MATERIAL:
□ □ □ □
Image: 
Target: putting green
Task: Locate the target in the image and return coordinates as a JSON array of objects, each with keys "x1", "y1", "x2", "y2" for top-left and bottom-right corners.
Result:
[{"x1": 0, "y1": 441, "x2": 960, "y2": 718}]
□ □ □ □
TASK DESCRIPTION: Format every line of the material above as a JSON list of strings, one string per line, leaving out blank lines.

COMPLETE OUTPUT:
[
  "Image: ",
  "Target: putting green",
  "Task: Locate the target in the image and return coordinates as a JSON array of objects, each with keys \"x1\", \"y1\", \"x2\", \"y2\" for top-left and bottom-right corners.",
  "Result:",
  "[{\"x1\": 0, \"y1\": 441, \"x2\": 960, \"y2\": 718}]"
]